## Exercise materials
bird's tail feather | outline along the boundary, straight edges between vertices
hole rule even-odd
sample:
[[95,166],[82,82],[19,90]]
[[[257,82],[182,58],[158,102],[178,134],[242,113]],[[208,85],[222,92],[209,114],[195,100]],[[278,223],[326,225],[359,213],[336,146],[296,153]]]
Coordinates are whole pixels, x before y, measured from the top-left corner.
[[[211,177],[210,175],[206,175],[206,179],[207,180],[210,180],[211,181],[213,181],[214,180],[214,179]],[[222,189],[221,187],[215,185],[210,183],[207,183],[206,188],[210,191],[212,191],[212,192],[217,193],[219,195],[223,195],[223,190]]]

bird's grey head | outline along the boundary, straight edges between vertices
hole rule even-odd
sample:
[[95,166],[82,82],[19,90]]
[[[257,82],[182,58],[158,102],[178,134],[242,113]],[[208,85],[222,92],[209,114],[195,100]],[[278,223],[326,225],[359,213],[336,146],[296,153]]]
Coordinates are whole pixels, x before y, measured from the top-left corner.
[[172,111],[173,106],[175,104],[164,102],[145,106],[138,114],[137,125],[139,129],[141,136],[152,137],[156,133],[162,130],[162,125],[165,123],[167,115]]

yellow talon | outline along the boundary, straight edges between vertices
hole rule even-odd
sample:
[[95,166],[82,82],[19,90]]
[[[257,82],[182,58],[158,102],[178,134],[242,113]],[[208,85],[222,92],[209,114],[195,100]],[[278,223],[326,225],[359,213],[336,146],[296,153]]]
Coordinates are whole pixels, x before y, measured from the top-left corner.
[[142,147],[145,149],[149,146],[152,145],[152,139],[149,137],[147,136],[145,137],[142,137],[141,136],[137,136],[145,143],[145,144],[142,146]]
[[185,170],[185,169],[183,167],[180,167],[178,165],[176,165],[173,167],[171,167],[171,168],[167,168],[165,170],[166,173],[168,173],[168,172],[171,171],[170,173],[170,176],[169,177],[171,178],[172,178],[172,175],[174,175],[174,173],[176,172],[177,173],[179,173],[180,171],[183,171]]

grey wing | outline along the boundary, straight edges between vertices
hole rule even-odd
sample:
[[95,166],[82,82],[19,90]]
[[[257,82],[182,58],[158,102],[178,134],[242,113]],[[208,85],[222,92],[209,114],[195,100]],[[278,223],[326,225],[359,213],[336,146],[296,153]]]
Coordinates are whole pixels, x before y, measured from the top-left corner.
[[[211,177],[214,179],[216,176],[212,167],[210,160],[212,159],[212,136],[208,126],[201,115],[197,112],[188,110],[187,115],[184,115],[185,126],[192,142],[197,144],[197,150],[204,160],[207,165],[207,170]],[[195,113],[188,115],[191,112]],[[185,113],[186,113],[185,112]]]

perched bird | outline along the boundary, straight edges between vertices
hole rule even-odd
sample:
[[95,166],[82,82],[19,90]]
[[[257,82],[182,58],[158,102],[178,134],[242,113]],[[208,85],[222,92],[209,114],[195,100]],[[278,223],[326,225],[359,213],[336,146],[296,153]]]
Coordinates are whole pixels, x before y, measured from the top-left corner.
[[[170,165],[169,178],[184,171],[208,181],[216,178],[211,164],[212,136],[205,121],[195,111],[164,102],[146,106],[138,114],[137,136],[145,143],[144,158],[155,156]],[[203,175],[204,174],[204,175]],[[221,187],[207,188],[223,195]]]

## Task
Update the rows above by replacing "top-left corner" with "upper-left corner" wherever it appears, and leave every other part of the rows unchanged.

## Complete output
bird's tail feather | outline along the boundary, straight edges between vertices
hole rule even-odd
sample:
[[95,166],[82,82],[19,90]]
[[[257,82],[182,58],[158,102],[178,134],[242,113]],[[208,85],[222,92],[209,114],[195,100]],[[278,223],[326,225],[359,213],[336,146],[296,153]]]
Coordinates are whole pixels, x before y, measured from the upper-left corner.
[[[211,177],[210,175],[206,175],[206,179],[207,180],[210,180],[211,181],[213,181],[214,180],[214,179]],[[222,189],[221,187],[215,185],[210,183],[207,183],[206,188],[210,191],[212,191],[212,192],[217,193],[219,195],[223,195],[223,190]]]

bird's grey head | outline along the boundary, straight edges between vertices
hole rule even-odd
sample:
[[95,166],[82,82],[19,90]]
[[[257,82],[182,58],[158,102],[178,134],[242,113]],[[208,85],[222,92],[209,114],[195,100]],[[278,223],[326,225],[359,213],[336,146],[296,153]]]
Coordinates are whole pixels, x before y, measured from the upper-left corner.
[[172,111],[173,106],[175,104],[164,102],[145,106],[138,114],[137,125],[139,129],[141,136],[152,137],[156,133],[162,130],[162,125],[165,123],[167,115]]

yellow talon | outline along the boundary, straight edges between vertices
hole rule even-odd
sample:
[[95,166],[82,82],[19,90]]
[[[257,82],[182,58],[158,102],[178,134],[242,113]],[[208,85],[222,92],[209,114],[195,100]],[[278,223],[326,225],[359,213],[336,146],[296,153]]]
Coordinates are whole pixels, x before y, measured from the upper-left corner.
[[142,147],[145,149],[149,146],[152,145],[152,139],[149,137],[147,136],[145,137],[142,137],[141,136],[137,136],[145,143],[145,144],[142,146]]
[[185,170],[185,169],[183,167],[180,167],[178,165],[176,165],[173,167],[171,167],[171,168],[167,168],[165,170],[166,173],[168,173],[168,172],[171,171],[170,173],[170,176],[169,177],[171,178],[172,178],[172,175],[174,175],[174,173],[176,172],[177,173],[179,173],[180,171],[183,171]]

grey wing | outline along the boundary, straight edges between vertices
hole rule even-odd
sample:
[[95,166],[82,82],[19,90]]
[[[257,82],[182,58],[158,102],[178,134],[242,113]],[[208,85],[222,92],[209,114],[195,100]],[[278,223],[326,225],[359,213],[336,146],[296,153]]]
Coordinates are whole pixels, x before y, measured from the upper-left corner.
[[[211,177],[214,179],[216,176],[212,167],[210,160],[212,159],[212,136],[208,126],[201,115],[197,112],[188,110],[187,115],[184,115],[185,126],[192,142],[197,144],[197,150],[204,160],[207,165],[207,170]],[[195,113],[188,115],[191,112]],[[185,113],[186,113],[185,112]]]

perched bird | outline along the boundary, straight edges between vertices
hole rule even-odd
sample:
[[95,166],[82,82],[19,90]]
[[[257,82],[182,58],[158,102],[178,134],[242,113]],[[208,85],[222,92],[209,114],[195,100]],[[278,223],[326,225],[359,213],[336,146],[296,153]]]
Coordinates are whole pixels, x before y, measured from the upper-left corner.
[[[170,165],[169,178],[184,171],[208,181],[216,178],[211,164],[212,136],[205,121],[195,111],[164,102],[146,106],[138,114],[137,136],[145,143],[144,158],[155,156]],[[203,175],[204,174],[204,175]],[[221,187],[207,188],[223,195]]]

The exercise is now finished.